Data section START
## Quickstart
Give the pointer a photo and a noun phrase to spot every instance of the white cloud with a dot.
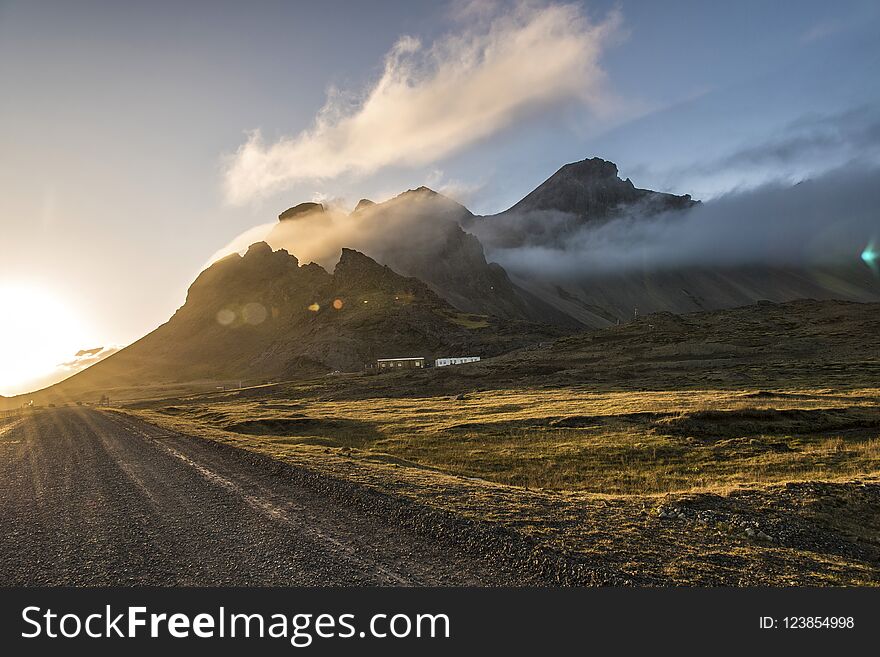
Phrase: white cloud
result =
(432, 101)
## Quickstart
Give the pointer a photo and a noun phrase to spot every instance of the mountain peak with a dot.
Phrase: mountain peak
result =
Data section END
Instructions to follow: All of the lines above must be printed again exactly, and no picture may appear in the copy.

Task solution:
## Quickstart
Give the pointer a photo and a noun phrase to spot every instance of the white cloud with a dot.
Phrase: white cloud
result =
(432, 101)
## Quickstart
Give the pointer a photo and a noun phrase to spot every instance of the mountain peak with a dot.
Phrase: mountain peak
result =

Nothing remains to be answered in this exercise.